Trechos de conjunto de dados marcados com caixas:
================================

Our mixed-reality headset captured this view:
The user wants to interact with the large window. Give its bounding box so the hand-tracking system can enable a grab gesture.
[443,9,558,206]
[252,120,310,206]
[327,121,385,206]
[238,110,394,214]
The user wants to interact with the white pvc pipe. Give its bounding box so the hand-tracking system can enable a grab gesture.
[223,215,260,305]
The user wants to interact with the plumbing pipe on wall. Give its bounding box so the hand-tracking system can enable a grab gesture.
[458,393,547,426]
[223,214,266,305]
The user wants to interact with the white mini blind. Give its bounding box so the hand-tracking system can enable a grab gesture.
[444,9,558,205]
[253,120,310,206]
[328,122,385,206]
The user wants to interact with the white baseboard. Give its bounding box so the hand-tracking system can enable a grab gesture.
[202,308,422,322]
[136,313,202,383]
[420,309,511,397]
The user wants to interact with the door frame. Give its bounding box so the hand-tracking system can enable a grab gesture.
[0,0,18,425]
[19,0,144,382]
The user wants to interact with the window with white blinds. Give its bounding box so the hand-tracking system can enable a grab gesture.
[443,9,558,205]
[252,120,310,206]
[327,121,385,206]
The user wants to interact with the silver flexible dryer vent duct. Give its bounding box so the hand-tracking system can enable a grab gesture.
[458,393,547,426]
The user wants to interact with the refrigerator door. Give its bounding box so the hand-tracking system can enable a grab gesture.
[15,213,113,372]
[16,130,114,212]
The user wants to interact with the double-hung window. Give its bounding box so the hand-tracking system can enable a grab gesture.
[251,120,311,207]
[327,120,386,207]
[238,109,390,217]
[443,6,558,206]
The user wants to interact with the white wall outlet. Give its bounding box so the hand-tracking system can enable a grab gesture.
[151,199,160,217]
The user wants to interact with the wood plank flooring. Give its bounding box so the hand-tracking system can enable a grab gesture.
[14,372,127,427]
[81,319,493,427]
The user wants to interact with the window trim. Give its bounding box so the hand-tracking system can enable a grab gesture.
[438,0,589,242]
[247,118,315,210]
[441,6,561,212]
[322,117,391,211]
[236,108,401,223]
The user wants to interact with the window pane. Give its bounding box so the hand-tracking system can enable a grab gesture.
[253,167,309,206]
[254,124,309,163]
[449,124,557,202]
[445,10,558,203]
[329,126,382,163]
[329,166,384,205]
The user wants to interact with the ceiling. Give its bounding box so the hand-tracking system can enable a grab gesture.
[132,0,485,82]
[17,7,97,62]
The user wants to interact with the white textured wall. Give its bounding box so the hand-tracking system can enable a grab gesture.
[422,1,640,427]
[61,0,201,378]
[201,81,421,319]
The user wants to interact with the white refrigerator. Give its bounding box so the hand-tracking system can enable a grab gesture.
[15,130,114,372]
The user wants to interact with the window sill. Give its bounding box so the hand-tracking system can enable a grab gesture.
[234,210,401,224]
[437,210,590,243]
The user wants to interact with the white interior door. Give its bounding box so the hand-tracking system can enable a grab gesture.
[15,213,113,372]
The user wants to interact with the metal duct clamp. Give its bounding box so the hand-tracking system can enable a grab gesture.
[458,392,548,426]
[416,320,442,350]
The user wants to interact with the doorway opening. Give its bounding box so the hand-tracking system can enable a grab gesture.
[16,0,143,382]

================================

Exercício proposto -
Informe, copiando por inteiro, cada linha do material em que aparece a palavra "refrigerator". Diferencie maiúsculas de minúsculas.

Resposta ao exercício -
The user wants to interact with the refrigerator door. Give its bounding box so the hand-tracking system can enable a grab gesture.
The user wants to interact with the white refrigerator. Give its bounding box so the hand-tracking system can enable a grab gesture.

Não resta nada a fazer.